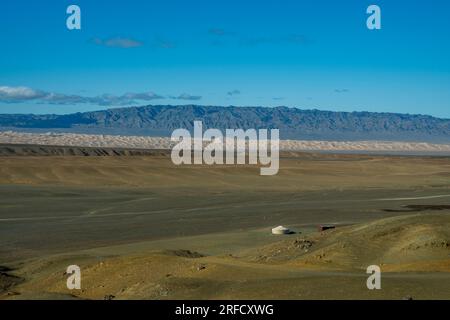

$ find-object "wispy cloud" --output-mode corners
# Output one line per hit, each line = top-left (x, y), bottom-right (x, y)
(91, 37), (144, 48)
(170, 93), (202, 100)
(208, 28), (236, 37)
(153, 37), (176, 49)
(0, 86), (165, 106)
(227, 89), (241, 96)
(0, 86), (47, 103)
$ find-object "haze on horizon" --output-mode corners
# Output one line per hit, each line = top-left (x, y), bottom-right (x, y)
(0, 0), (450, 118)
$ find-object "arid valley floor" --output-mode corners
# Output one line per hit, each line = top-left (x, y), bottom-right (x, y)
(0, 146), (450, 299)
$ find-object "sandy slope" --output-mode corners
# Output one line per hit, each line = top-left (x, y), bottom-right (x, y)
(3, 213), (450, 299)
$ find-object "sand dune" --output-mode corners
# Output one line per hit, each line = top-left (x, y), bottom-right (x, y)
(0, 131), (450, 152)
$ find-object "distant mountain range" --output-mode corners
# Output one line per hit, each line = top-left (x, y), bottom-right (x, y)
(0, 105), (450, 142)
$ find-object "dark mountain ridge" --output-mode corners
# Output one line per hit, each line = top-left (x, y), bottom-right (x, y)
(0, 105), (450, 142)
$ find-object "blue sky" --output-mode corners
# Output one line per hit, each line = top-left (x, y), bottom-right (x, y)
(0, 0), (450, 118)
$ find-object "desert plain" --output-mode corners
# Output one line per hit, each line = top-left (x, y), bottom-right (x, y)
(0, 144), (450, 299)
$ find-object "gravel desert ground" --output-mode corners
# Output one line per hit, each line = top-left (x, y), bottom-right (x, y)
(0, 146), (450, 299)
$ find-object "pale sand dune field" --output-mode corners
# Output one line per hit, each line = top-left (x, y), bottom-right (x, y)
(0, 131), (450, 152)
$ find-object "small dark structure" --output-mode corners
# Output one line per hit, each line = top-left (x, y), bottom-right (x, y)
(319, 224), (336, 231)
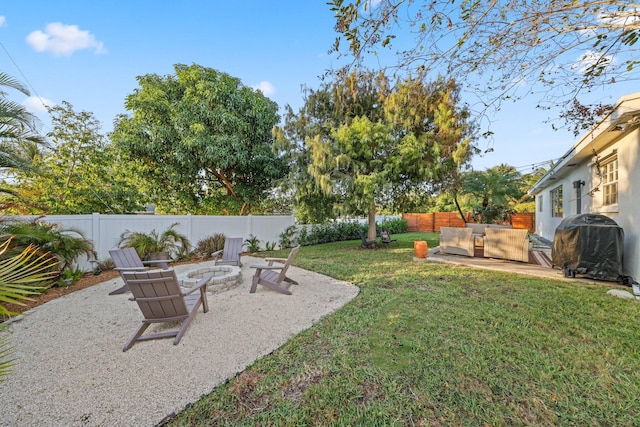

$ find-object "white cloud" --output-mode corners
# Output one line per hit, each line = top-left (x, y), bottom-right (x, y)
(27, 22), (106, 56)
(253, 81), (276, 96)
(22, 96), (56, 113)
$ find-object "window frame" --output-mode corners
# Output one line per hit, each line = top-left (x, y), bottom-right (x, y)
(549, 184), (564, 218)
(600, 155), (618, 206)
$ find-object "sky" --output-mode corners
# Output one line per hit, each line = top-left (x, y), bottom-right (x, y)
(0, 0), (637, 173)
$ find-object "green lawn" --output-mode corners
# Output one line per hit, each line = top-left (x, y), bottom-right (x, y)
(172, 233), (640, 426)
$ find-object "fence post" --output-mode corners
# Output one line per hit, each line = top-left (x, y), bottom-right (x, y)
(91, 212), (102, 252)
(185, 213), (193, 243)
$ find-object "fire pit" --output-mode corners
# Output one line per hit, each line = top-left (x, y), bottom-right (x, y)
(178, 265), (242, 294)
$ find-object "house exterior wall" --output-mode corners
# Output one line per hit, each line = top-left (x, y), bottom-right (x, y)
(535, 128), (640, 280)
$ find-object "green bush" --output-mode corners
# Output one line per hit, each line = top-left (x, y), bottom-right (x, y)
(194, 233), (226, 259)
(279, 225), (298, 248)
(298, 219), (408, 246)
(376, 218), (409, 234)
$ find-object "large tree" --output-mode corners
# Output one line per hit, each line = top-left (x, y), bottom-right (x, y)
(276, 71), (389, 224)
(461, 164), (526, 224)
(329, 0), (640, 127)
(288, 68), (473, 240)
(1, 101), (145, 215)
(111, 65), (286, 215)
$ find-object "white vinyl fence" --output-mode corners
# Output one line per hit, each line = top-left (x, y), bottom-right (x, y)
(15, 213), (295, 271)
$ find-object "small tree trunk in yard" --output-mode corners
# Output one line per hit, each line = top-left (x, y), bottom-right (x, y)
(367, 206), (376, 240)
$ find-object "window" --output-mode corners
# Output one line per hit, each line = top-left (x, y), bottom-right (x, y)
(551, 185), (562, 217)
(602, 157), (618, 205)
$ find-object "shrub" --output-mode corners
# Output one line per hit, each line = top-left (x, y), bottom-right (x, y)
(242, 234), (260, 252)
(0, 217), (96, 284)
(298, 219), (408, 246)
(194, 233), (226, 259)
(280, 225), (298, 248)
(118, 222), (191, 260)
(377, 218), (409, 234)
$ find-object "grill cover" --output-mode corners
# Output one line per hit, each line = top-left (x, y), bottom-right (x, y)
(551, 214), (624, 281)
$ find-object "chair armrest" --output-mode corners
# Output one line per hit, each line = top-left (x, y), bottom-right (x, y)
(211, 249), (224, 259)
(114, 267), (149, 271)
(142, 259), (172, 270)
(182, 277), (211, 296)
(249, 265), (284, 270)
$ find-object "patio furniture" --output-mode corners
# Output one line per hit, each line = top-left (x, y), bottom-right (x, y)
(211, 237), (242, 267)
(122, 269), (210, 351)
(440, 227), (475, 257)
(109, 248), (171, 295)
(465, 222), (513, 249)
(380, 230), (398, 246)
(484, 227), (529, 262)
(360, 232), (378, 248)
(249, 246), (300, 295)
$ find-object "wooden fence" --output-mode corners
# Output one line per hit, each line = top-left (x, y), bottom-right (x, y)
(402, 212), (536, 233)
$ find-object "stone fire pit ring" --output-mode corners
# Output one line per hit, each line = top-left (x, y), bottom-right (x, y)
(178, 265), (242, 294)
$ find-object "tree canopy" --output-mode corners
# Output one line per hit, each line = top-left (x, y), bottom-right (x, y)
(0, 72), (45, 191)
(2, 101), (145, 215)
(284, 71), (473, 239)
(111, 64), (287, 215)
(329, 0), (640, 128)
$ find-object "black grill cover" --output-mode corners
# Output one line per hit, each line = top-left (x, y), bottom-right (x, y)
(551, 214), (624, 281)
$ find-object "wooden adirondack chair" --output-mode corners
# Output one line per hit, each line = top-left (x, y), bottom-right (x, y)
(109, 248), (170, 295)
(122, 269), (211, 351)
(211, 237), (242, 267)
(249, 246), (300, 295)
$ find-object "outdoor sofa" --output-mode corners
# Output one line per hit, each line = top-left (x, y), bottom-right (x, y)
(483, 227), (529, 262)
(440, 227), (474, 256)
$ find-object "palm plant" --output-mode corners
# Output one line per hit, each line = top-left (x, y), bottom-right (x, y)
(0, 72), (45, 176)
(118, 222), (191, 259)
(0, 239), (58, 381)
(0, 218), (97, 280)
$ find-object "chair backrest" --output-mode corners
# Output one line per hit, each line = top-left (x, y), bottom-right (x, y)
(109, 248), (144, 269)
(276, 245), (300, 283)
(222, 237), (242, 261)
(122, 268), (189, 321)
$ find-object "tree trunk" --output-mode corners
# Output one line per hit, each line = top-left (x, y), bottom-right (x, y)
(453, 191), (467, 224)
(367, 206), (377, 241)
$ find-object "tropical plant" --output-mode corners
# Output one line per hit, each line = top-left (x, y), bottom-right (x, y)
(280, 225), (298, 248)
(0, 217), (97, 280)
(0, 238), (58, 381)
(118, 222), (191, 260)
(462, 164), (525, 224)
(0, 72), (45, 176)
(194, 233), (226, 259)
(242, 234), (260, 252)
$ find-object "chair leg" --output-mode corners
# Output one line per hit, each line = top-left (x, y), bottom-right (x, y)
(249, 269), (262, 294)
(122, 322), (150, 352)
(200, 286), (209, 313)
(173, 300), (202, 345)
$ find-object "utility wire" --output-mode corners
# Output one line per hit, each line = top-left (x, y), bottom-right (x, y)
(0, 42), (49, 111)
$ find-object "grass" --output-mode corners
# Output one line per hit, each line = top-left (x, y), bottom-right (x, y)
(171, 233), (640, 426)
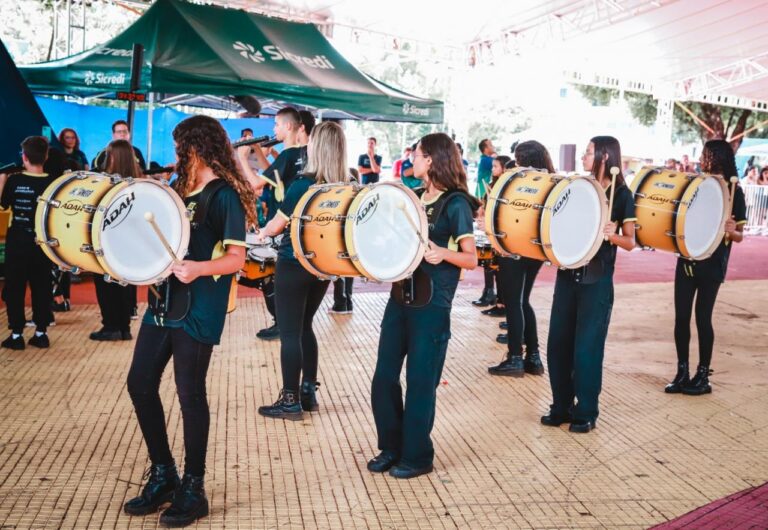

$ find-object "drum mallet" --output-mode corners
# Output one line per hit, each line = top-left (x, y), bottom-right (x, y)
(603, 166), (621, 241)
(725, 177), (739, 240)
(144, 212), (179, 263)
(397, 201), (429, 248)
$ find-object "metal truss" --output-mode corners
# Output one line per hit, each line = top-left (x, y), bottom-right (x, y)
(467, 0), (668, 66)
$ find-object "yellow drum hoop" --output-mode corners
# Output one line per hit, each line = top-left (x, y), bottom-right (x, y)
(91, 178), (190, 285)
(674, 175), (730, 261)
(485, 169), (522, 258)
(290, 184), (330, 280)
(344, 182), (429, 282)
(539, 175), (609, 269)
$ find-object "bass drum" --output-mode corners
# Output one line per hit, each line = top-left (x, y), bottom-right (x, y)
(632, 167), (729, 260)
(35, 171), (190, 285)
(485, 168), (608, 269)
(291, 182), (428, 282)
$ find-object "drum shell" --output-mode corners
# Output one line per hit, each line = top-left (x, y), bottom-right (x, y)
(291, 185), (360, 277)
(632, 167), (728, 260)
(35, 172), (113, 274)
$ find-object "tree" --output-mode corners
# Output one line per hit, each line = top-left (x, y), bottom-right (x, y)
(576, 85), (768, 151)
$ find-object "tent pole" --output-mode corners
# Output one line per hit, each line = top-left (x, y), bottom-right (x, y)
(147, 92), (155, 164)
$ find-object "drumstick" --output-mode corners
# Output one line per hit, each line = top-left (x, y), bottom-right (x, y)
(144, 208), (179, 263)
(725, 177), (739, 240)
(603, 166), (621, 241)
(397, 201), (429, 248)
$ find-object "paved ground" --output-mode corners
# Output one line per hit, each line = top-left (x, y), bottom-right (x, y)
(0, 270), (768, 529)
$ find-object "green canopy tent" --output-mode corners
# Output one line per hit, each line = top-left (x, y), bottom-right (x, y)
(20, 0), (443, 123)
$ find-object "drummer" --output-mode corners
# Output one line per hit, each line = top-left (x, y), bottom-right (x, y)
(664, 140), (747, 396)
(488, 140), (555, 377)
(368, 133), (479, 479)
(254, 122), (349, 420)
(541, 136), (637, 433)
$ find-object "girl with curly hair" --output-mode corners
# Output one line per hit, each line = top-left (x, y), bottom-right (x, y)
(124, 116), (256, 526)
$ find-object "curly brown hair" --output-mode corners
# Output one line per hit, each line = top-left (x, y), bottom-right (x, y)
(173, 116), (258, 226)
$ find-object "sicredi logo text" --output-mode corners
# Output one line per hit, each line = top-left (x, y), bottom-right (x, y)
(232, 41), (336, 70)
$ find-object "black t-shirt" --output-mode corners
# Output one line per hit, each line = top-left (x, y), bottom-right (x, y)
(357, 153), (381, 180)
(0, 172), (52, 246)
(277, 175), (315, 260)
(676, 185), (747, 282)
(91, 146), (147, 171)
(557, 184), (637, 283)
(419, 192), (474, 308)
(264, 146), (306, 221)
(144, 186), (246, 344)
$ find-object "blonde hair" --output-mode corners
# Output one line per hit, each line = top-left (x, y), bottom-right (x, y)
(304, 121), (349, 183)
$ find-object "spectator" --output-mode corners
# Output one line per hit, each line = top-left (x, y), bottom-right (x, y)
(91, 120), (147, 171)
(357, 136), (381, 184)
(59, 128), (89, 171)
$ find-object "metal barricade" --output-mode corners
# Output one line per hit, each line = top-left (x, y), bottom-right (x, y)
(742, 184), (768, 236)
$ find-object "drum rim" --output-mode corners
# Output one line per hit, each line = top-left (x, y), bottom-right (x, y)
(344, 182), (429, 282)
(675, 173), (730, 261)
(539, 175), (609, 269)
(91, 178), (191, 285)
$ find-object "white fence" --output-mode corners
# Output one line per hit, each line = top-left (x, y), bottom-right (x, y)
(742, 184), (768, 236)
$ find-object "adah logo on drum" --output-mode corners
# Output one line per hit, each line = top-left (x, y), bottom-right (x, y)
(552, 189), (571, 215)
(61, 199), (85, 215)
(355, 193), (379, 225)
(101, 192), (136, 230)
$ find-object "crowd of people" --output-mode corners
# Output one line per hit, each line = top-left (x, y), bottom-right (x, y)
(0, 107), (746, 526)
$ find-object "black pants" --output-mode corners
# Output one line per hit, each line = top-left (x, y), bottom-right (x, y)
(128, 324), (213, 476)
(333, 278), (355, 305)
(93, 274), (136, 331)
(3, 238), (53, 334)
(547, 273), (613, 421)
(675, 266), (721, 366)
(275, 258), (329, 392)
(498, 258), (543, 355)
(371, 298), (451, 467)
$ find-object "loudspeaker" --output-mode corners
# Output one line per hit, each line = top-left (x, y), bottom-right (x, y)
(558, 144), (576, 171)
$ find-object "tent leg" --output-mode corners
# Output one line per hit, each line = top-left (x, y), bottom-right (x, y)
(147, 92), (155, 163)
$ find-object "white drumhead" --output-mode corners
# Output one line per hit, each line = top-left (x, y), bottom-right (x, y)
(101, 180), (187, 284)
(347, 185), (427, 282)
(683, 178), (727, 259)
(248, 246), (277, 263)
(549, 178), (605, 267)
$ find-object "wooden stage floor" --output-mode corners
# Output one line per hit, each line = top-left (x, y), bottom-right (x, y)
(0, 280), (768, 529)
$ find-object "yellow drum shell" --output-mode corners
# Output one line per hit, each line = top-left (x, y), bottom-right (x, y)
(35, 172), (113, 274)
(632, 167), (728, 259)
(291, 184), (360, 277)
(485, 170), (556, 261)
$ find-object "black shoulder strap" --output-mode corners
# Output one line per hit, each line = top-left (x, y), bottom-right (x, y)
(427, 190), (480, 230)
(192, 178), (227, 228)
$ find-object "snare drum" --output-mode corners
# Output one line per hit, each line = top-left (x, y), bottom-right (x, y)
(291, 182), (429, 282)
(632, 167), (729, 260)
(35, 171), (190, 285)
(485, 168), (608, 269)
(241, 246), (277, 280)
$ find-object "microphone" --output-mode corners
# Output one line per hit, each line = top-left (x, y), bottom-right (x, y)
(232, 136), (269, 149)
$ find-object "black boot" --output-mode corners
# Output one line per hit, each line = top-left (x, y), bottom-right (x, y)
(682, 365), (712, 396)
(259, 389), (304, 421)
(301, 381), (320, 412)
(160, 473), (208, 527)
(123, 464), (181, 515)
(472, 287), (496, 307)
(488, 355), (525, 377)
(523, 351), (544, 375)
(664, 362), (691, 394)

━━━

Identify every line in the items above that contains the string "shell", and copy each such line.

» Answer below
$ find-object "drum shell" --output-mode corners
$ find-object "yellow drum shell" --output-mode corners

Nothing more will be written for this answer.